What the task requires:
Repeat each entry below exactly, omitting any picture it holds.

[Region pointing data]
[Start of Attachment]
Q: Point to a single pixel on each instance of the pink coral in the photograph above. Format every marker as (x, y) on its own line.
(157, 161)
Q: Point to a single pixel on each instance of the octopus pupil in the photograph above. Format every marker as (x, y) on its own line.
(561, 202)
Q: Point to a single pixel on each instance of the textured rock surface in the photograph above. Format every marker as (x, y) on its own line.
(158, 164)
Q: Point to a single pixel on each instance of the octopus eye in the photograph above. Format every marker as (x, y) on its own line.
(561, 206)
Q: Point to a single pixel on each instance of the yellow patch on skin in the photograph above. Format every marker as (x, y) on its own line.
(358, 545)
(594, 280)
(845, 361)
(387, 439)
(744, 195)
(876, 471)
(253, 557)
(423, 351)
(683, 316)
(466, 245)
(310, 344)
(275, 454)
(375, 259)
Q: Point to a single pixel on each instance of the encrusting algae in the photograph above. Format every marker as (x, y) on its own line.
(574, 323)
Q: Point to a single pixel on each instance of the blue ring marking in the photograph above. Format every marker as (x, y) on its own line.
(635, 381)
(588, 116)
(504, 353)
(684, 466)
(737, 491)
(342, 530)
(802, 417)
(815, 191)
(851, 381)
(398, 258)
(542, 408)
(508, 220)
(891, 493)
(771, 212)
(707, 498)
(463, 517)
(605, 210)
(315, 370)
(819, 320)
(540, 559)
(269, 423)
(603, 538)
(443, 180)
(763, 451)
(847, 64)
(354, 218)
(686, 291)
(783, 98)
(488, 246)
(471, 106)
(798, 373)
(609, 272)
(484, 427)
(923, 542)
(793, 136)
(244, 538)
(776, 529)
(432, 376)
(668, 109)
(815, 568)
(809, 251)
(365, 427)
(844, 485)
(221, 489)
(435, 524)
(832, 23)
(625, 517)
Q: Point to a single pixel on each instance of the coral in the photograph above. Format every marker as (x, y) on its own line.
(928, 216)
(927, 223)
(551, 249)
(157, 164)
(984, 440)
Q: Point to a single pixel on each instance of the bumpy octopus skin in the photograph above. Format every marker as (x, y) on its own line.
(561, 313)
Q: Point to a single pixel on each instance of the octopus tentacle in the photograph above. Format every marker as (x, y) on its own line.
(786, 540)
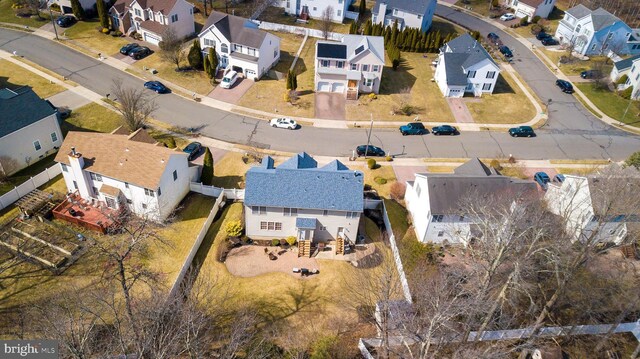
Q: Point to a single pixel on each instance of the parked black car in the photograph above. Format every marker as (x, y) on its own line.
(506, 51)
(65, 20)
(522, 131)
(371, 151)
(565, 86)
(444, 130)
(140, 52)
(128, 48)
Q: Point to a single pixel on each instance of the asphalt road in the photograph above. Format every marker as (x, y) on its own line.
(571, 133)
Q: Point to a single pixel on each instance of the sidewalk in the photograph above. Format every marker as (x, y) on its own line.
(264, 115)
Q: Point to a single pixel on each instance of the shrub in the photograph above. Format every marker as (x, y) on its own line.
(292, 240)
(380, 180)
(622, 80)
(397, 190)
(234, 228)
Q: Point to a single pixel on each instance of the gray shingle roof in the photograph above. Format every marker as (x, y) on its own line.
(20, 108)
(235, 29)
(299, 183)
(412, 6)
(626, 63)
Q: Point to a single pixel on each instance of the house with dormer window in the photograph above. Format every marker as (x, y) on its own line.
(351, 66)
(597, 32)
(151, 18)
(240, 45)
(465, 66)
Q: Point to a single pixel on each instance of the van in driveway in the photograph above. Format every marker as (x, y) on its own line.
(229, 79)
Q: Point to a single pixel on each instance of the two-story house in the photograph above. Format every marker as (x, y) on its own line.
(298, 198)
(463, 65)
(314, 9)
(351, 66)
(596, 32)
(151, 18)
(125, 171)
(599, 207)
(29, 129)
(416, 14)
(434, 199)
(532, 8)
(240, 45)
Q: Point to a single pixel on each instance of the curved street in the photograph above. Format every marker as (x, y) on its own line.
(571, 132)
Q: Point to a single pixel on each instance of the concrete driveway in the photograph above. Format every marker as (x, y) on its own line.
(330, 106)
(233, 94)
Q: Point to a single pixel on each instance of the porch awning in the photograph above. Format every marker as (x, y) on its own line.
(306, 223)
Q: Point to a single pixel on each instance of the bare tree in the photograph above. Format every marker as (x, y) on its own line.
(135, 106)
(171, 47)
(326, 21)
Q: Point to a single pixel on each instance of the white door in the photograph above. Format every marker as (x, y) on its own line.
(324, 86)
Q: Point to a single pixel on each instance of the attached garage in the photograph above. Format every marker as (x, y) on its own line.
(151, 38)
(324, 86)
(337, 87)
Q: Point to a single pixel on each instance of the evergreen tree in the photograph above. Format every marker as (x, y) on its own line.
(77, 9)
(103, 14)
(207, 168)
(195, 55)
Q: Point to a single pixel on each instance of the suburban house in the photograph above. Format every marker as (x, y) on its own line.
(597, 32)
(125, 171)
(433, 199)
(532, 8)
(151, 18)
(29, 129)
(298, 198)
(306, 9)
(463, 65)
(591, 211)
(65, 5)
(417, 14)
(351, 66)
(240, 45)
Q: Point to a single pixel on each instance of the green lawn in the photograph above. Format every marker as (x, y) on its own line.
(13, 76)
(612, 105)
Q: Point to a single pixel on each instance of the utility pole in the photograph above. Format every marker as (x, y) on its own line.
(366, 149)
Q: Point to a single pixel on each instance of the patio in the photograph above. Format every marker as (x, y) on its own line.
(93, 215)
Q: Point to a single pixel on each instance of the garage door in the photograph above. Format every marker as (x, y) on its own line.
(152, 39)
(324, 86)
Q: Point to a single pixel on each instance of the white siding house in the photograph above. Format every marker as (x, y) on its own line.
(416, 14)
(591, 211)
(465, 66)
(315, 8)
(351, 66)
(597, 32)
(121, 171)
(240, 45)
(532, 8)
(433, 200)
(299, 199)
(151, 18)
(29, 129)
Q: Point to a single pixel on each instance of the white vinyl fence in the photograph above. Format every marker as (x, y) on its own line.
(29, 185)
(213, 191)
(265, 25)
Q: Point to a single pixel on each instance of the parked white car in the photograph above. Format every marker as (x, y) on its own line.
(284, 122)
(508, 16)
(229, 79)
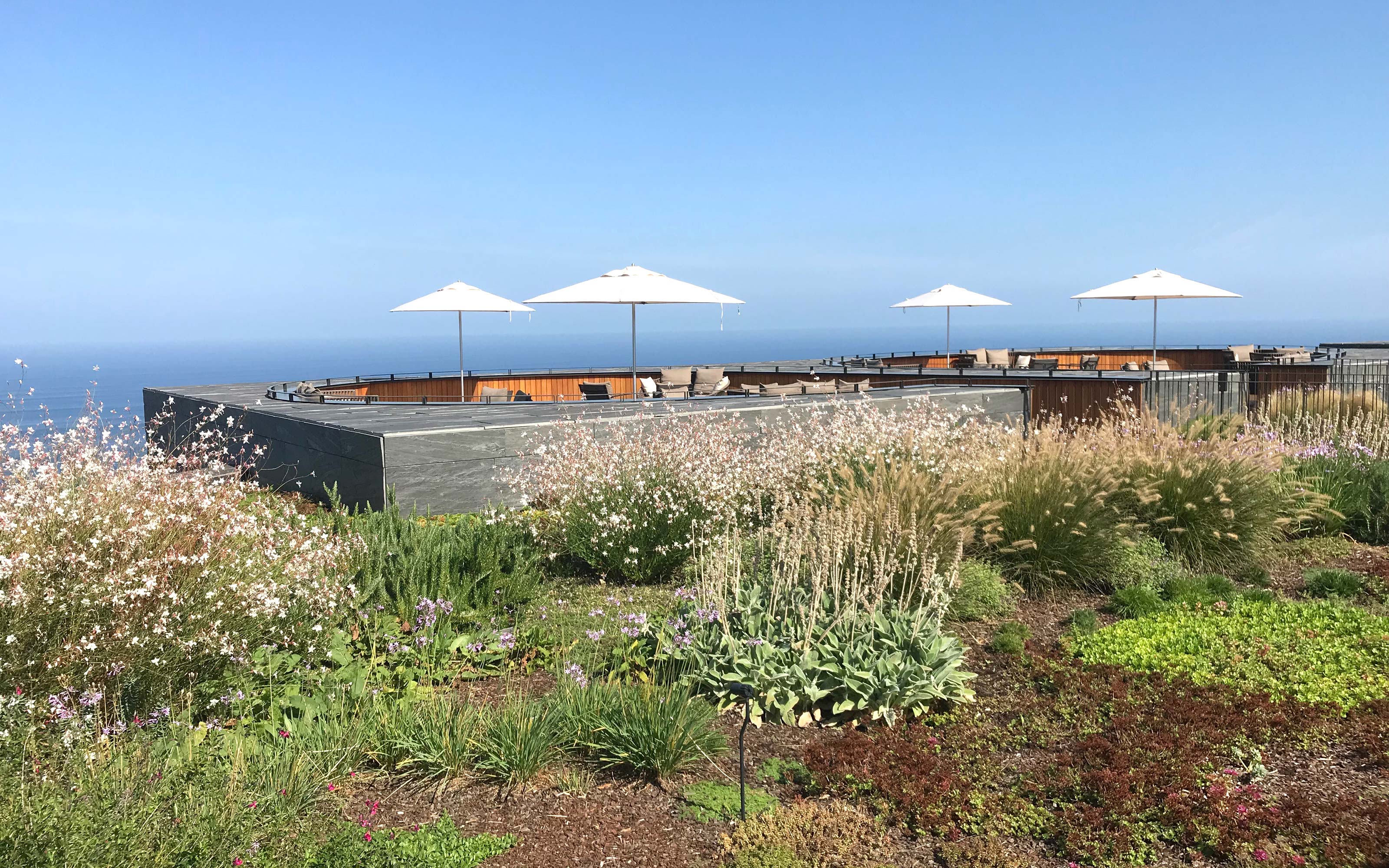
[End of Attachment]
Final answer:
Q: Point to a single pixel on each instance of the pink coral in the photograph above. Format every marker as (x, y) on its own line.
(157, 161)
Q: Point to a single pixel on each instance of the octopus pupil in the photograph above. Format every marker as (x, y) on its own line.
(561, 202)
Q: Point to a single pixel on each instance of the textured rock surface in the photograph above. Format every marker as (x, y) on its own line.
(158, 164)
Q: Point to a single pixel on each instance of the octopus eye in the photograph above. Format every marker as (x, y) on its own line.
(561, 206)
Q: Point to a single pixel on each instance of the yellow patch on skin in the photograph above. Format every marker as (x, y) on its own line.
(358, 545)
(594, 280)
(845, 361)
(387, 439)
(744, 195)
(876, 471)
(253, 557)
(423, 351)
(683, 316)
(466, 245)
(310, 344)
(275, 454)
(375, 259)
Q: Point to a single pixel on each instance of the encrusting algae in the photograph above. Format every marker as (x, y) on its own line.
(574, 323)
Q: Point to a single pixel on each instance of the blue ring marking in the photograph above. Format every marker as (x, y) on its own line.
(635, 381)
(588, 116)
(504, 353)
(684, 466)
(737, 491)
(342, 530)
(802, 417)
(815, 191)
(851, 381)
(398, 258)
(542, 408)
(508, 220)
(891, 493)
(771, 212)
(707, 498)
(463, 517)
(605, 210)
(315, 370)
(819, 320)
(540, 559)
(269, 423)
(603, 538)
(443, 180)
(763, 451)
(847, 64)
(354, 218)
(686, 291)
(783, 98)
(488, 246)
(471, 106)
(798, 373)
(609, 272)
(484, 427)
(923, 542)
(793, 136)
(244, 538)
(776, 529)
(432, 376)
(668, 109)
(815, 568)
(809, 251)
(365, 427)
(844, 485)
(221, 489)
(435, 524)
(832, 23)
(625, 517)
Q: Point to a single pixel on each instance of the coral in the photograph above. Format every marker as (x, y) on its own line.
(928, 216)
(927, 223)
(551, 249)
(157, 164)
(984, 440)
Q: Point to a single pixel on each instance of the bumpy octopus skin in the photograph above. Format every marker as (x, y) on its own line.
(561, 313)
Q: Point to a single pixel on each instance of the octopus tentacle in the photograph above. Format every marker as (x, y) on its own line.
(786, 540)
Q: Point to a single pixel on each instance of the parked black car in the photograph above. Format every marker as (x, y) on its own line.
(506, 51)
(65, 20)
(522, 131)
(371, 151)
(565, 86)
(444, 130)
(140, 52)
(128, 48)
Q: Point to a single pixel on each instance of the asphalt road in the photograph above. Format every marker as (x, y) on its own line.
(571, 133)
Q: Point to a single pixel on each instance of the sidewalk in the photograph above. Format every marker as (x, y) on its own line.
(264, 115)
Q: Point to a single pixel on each instance of the shrub in the photograph above. Format every marker as (x, y) on its own line.
(292, 240)
(380, 180)
(622, 80)
(397, 190)
(234, 228)
Q: Point to a single pixel on each instance of the gray shingle roof in the photograph above. Format every marker as (x, y) on its own line.
(20, 108)
(235, 29)
(299, 183)
(412, 6)
(626, 63)
Q: Point to a single pixel on each instance of the house with dormer window in the photograph above. Format every marker as (x, y) on its own line.
(351, 66)
(597, 32)
(151, 18)
(240, 45)
(465, 66)
Q: Point to a single pixel on each instance of the van in driveway in the photograph above. Format every marker as (x, y) on its own line.
(229, 79)
Q: Point to a single pixel on each instance of the two-story house in the photograph above. Format every marker as (x, y) on its own line.
(298, 198)
(463, 65)
(314, 9)
(351, 66)
(596, 32)
(151, 18)
(125, 171)
(599, 207)
(29, 129)
(416, 14)
(434, 199)
(532, 8)
(240, 45)
Q: Point to a single pixel on each instance of the curved street in the photograph above. Format every marker as (x, y) on its own line.
(571, 132)
Q: Point to a single pixel on each instance of the concrete driveway in the photograph above. Format every marker as (x, y) on its own line.
(330, 106)
(233, 94)
Q: Point to a single pixel on each instance of the porch awning in the photograph above. Format every marker as (x, y) on its own line.
(306, 223)
Q: Point to a single pixel on each instance of the bare tree in the photograph above. Format every marker as (x, y) on its own line.
(135, 106)
(171, 47)
(326, 21)
Q: Point to a single pixel on each instance of the white door in the photograph above. Format every marker as (x, y) on its own line.
(324, 86)
Q: Point to a single pixel on each instance of the attached garage in the photograph above. Format every marker as (x, y) on its own line.
(151, 38)
(324, 86)
(337, 87)
Q: Point to a single pixel on each instance of the evergreen tree in the photograph above. Format every marker as (x, y) on its own line.
(77, 9)
(103, 14)
(207, 168)
(195, 55)
Q: Point to a single pixel on each instance of the suburban house in the photograph above. Format every marker as (x, y) on its own line.
(597, 32)
(125, 171)
(433, 199)
(532, 8)
(151, 18)
(29, 129)
(298, 198)
(306, 9)
(463, 65)
(591, 211)
(65, 5)
(417, 14)
(351, 66)
(240, 45)
Q: Point to a single pixel on each instance of the green lawn in the photograph above. Format every marker as (x, y) on its own line.
(13, 76)
(612, 105)
Q: Point to a single pixel on each instance of the utility pole in the photograph above. Format every marker as (x, y) on its own line.
(366, 149)
Q: Point to a single pixel on each instance of the patio in the photograph above. Format every marker as (x, y) on its own line.
(93, 215)
Q: Point to a single pixel on each instance of the garage door in the photograph above. Format every marker as (x, y) on its own line.
(152, 39)
(324, 86)
Q: Point to a single pixel on each instance of the white siding house in the photograph above. Format every marker as (x, y) on its own line.
(416, 14)
(591, 211)
(465, 66)
(315, 8)
(351, 66)
(597, 32)
(121, 171)
(240, 45)
(532, 8)
(433, 200)
(299, 199)
(151, 18)
(29, 129)
Q: Point to a single pixel on each instance of the white vinyl fence in the photograph above. Format every marker as (x, y) on its own line.
(29, 185)
(213, 191)
(265, 25)
Q: Point to a single pixel on each instance of the parked white car in the photograph above. Format every marker as (x, y) on its own line.
(284, 122)
(508, 16)
(229, 79)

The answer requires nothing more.